:: Travaux demandés ::
(1) Résumez en deux phrases le texte sur la pensée radicale-critique.
(2) Prolongez le texte sur la pensée radicale-critique en enchaînant sur sa dernière phrase.

======== Texte fourni ========

Sur le premier point, on ne peut qu’être frappé par les continuités qui s’affichent dans les modes de saisie du présent par la pensée radicale-critique, dans les conditions même imposées par le brutal changement de référent et de paradigme – du tout-Histoire au tout-environnement ou bien du basculement du personnage conceptuel Révolution à cet autre, ce tout autre – Planète ou, avec Bruno Latour, Gaïa. Moi qui ai longuement habité la première de ces sphères (d’un seul tenant affectives et intellectuelles), je ne me sens pas particulièrement dépaysé lorsque je fais mes premiers pas, tout emprunté, dans la seconde : c’est que les « entweder.... oder », ça me connaît, je dirais même que durant tout ma carrière (lol) marxiste-révolutionnaire et bien ultérieure, même, je n’ai connu que ça. L’Histoire, comme milieu de vie primordial, a toujours été pour nous (un tout autre nous que celui qui s’agrège aujourd’hui autour du motif de l’urgence climatique) le domaine des sommations, des diktats, de l’urgence, des chemins qui se divisent en deux : vous vous fourvoyez sur l’embranchement qui part à droite, et vous voilà bientôt en pleine terreur fasciste ; vous prenez le sentier escarpé qui monte à main gauche et là, peut-être, si les auspices sont favorables, c’est le sentier escarpé de l’émancipation qui se dessinera sur la ligne d’horizon.
Dans la pensée et l’action marxistes-révolutionnaires se situant entre la Première et la Seconde guerre mondiale, les trois grands promoteurs (à la fois dans le domaine de la théorie, de l’analyse du présent et de la pratique révolutionnaire) de ce mode d’appréhension du présent placé sous l’égide de cette figure du choix destinal sont Lénine, Rosa Luxemburg et Trotsky. Les écrits de Trotsky sur le fascisme, sur les suites du Front populaire en France et la marche au pouvoir des nazis, justement célébrés pour leur lucidité et leur qualité prémonitoire, sont tout entiers placés sous ce signe : toute décision, toute bifurcation politique, toute dérobade, tout succès ou échec partiel y devient question de tout ou rien. L’Histoire chauffée à blanc de cette période (les années 1930-40) est ce milieu impitoyable dans lequel les tergiversations, la procrastination, la temporisation, les conduites velléitaires ne pardonnent pas. L’inaptitude à affronter les défis du présent se paie au prix fort, et comptant.

======== Extraits des lignes ========

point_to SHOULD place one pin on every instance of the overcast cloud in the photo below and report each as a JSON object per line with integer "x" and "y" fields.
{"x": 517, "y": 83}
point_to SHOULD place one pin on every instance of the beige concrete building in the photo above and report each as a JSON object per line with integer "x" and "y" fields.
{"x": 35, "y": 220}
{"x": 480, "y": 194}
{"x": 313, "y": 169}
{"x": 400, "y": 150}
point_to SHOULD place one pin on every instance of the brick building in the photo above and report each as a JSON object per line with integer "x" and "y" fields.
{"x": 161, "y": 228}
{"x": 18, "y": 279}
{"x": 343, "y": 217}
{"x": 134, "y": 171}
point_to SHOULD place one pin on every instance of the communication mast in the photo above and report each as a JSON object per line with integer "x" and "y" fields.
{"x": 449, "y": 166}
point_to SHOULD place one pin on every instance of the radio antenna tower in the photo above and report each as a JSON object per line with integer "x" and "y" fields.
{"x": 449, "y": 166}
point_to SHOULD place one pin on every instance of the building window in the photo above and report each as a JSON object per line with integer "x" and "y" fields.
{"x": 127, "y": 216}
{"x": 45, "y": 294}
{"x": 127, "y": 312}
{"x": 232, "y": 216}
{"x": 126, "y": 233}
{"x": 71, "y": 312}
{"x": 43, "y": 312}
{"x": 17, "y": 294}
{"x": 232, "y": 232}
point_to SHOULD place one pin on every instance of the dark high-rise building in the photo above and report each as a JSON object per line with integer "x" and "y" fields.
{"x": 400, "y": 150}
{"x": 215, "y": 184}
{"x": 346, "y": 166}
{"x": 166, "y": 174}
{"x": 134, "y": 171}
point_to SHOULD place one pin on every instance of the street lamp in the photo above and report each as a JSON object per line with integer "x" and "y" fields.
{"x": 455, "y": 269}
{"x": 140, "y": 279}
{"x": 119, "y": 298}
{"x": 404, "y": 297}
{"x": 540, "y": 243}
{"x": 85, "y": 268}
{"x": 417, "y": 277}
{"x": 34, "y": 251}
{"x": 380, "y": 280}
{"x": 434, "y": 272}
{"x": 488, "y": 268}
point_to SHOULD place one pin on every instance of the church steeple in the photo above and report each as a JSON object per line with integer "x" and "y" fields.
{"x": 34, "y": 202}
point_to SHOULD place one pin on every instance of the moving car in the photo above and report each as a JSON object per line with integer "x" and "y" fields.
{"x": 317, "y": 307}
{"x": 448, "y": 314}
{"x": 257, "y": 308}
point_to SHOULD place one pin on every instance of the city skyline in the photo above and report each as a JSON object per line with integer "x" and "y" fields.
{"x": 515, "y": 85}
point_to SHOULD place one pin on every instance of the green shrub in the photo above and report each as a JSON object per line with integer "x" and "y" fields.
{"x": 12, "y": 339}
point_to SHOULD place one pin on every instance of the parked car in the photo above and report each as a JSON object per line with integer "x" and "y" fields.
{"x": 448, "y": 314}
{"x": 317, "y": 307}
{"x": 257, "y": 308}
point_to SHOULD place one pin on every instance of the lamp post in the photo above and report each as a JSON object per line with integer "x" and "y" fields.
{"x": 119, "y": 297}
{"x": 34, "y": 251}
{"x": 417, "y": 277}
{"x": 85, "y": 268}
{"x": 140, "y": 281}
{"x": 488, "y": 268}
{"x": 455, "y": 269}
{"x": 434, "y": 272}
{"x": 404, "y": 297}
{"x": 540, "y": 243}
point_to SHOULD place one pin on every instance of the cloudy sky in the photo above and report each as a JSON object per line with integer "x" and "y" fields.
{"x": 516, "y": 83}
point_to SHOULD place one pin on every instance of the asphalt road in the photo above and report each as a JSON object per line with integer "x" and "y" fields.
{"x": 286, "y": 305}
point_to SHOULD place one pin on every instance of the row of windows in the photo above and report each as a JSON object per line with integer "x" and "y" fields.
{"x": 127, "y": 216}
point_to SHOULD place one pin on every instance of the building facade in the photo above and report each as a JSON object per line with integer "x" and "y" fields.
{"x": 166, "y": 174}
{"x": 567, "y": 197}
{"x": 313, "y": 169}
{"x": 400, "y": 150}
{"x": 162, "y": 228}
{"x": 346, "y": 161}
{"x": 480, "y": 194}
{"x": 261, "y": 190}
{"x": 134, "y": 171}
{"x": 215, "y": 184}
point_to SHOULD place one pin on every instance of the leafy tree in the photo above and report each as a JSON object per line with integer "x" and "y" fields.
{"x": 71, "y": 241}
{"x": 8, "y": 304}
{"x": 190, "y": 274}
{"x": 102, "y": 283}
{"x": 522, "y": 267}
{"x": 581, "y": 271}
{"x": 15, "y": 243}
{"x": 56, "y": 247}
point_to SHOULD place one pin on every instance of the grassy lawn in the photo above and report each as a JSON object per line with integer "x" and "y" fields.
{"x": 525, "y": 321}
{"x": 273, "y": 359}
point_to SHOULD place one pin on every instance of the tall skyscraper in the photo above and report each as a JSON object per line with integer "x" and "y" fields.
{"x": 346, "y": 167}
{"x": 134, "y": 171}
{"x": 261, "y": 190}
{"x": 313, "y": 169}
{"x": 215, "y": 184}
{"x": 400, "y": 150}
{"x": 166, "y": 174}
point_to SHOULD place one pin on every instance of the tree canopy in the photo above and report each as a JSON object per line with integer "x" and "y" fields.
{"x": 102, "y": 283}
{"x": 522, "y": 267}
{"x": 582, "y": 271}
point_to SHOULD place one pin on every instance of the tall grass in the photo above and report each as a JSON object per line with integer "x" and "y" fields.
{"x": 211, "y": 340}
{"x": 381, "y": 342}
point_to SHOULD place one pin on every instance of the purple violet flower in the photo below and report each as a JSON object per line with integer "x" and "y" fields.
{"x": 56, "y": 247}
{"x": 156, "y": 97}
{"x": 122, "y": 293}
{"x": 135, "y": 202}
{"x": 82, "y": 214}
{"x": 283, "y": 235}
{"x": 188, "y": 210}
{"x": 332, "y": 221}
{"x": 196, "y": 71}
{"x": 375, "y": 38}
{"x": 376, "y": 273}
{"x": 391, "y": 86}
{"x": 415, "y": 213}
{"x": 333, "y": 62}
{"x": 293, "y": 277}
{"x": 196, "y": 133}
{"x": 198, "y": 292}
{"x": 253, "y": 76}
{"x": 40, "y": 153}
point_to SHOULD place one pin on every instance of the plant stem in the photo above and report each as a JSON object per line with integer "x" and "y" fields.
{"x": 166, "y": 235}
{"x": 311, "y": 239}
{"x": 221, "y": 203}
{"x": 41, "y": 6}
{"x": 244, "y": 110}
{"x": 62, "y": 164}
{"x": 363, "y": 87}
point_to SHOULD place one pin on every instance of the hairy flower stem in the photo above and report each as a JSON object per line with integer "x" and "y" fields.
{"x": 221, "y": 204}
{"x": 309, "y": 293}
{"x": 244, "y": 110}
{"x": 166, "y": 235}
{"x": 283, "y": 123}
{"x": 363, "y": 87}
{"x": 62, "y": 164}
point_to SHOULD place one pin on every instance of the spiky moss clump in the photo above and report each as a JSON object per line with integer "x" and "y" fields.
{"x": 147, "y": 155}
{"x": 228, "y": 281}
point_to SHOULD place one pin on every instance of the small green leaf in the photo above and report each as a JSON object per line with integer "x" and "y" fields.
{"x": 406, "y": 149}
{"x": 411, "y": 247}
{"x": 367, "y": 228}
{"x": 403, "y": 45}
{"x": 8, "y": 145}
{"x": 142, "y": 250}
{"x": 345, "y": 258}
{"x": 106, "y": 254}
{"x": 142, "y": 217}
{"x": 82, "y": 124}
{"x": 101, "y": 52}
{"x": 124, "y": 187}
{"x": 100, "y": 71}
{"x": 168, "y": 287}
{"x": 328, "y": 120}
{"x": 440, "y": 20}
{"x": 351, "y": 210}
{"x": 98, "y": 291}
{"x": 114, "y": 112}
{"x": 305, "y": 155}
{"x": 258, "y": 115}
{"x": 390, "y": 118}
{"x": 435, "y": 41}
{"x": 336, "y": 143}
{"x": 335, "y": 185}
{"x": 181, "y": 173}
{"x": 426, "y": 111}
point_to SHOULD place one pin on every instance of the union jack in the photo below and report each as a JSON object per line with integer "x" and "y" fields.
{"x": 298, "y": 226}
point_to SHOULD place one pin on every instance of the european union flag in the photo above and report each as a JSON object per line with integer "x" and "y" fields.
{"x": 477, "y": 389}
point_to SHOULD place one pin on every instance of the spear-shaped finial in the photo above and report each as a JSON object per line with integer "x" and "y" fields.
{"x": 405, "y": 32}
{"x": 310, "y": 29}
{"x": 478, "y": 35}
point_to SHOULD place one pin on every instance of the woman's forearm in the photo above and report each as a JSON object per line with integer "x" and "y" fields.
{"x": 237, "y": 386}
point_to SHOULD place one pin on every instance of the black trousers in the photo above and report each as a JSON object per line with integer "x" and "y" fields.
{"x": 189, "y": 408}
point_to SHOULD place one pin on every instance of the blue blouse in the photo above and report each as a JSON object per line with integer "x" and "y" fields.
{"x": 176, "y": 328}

========

:: Corrigés par tâche ::
(1) Le texte souligne la continuité entre la manière dont la pensée radicale-critique saisissait le présent sous le signe de l'Histoire et celle qu'elle adopte sous le signe de la Planète : dans les deux cas dominent les alternatives tranchées, les sommations et l'urgence. Chez Lénine, Rosa Luxemburg et Trotsky, notamment dans les écrits de ce dernier sur le fascisme, chaque décision politique devenait une question de tout ou rien, dans une Histoire des années 1930-40 où toute hésitation se payait au prix fort.

(2)
Or, cet affect de la pensée subissant la pression de l’urgence absolue, cette figure du calendrier incandescent ou du mécanisme de l’horloge dont le tic-tac se fait toujours plus assourdissant au fur et à mesure que les aiguilles se rapprochent de l’heure fatidique – tout cela se retrouve à peu près à l’identique dans le bruissement des discours agencés autour du motif de la maison qui brûle, à l’heure du dérèglement climatique. Parmi ceux qui récusent le climatoscepticisme (le déni du réel), deux positions s’opposent : selon l’une, le désastre est déjà échu, la catastrophe est le milieu dans lequel se situent nos pensées et nos actions – quand bien même le caractère limité de nos facultés imaginatives nous interdirait de mesurer la pleine portée de cette situation, de cette condition qui est la nôtre ; le désastre échu dessine une clôture qui nous enferme dans des figures de la répétition en forme de perpétuelle aggravation.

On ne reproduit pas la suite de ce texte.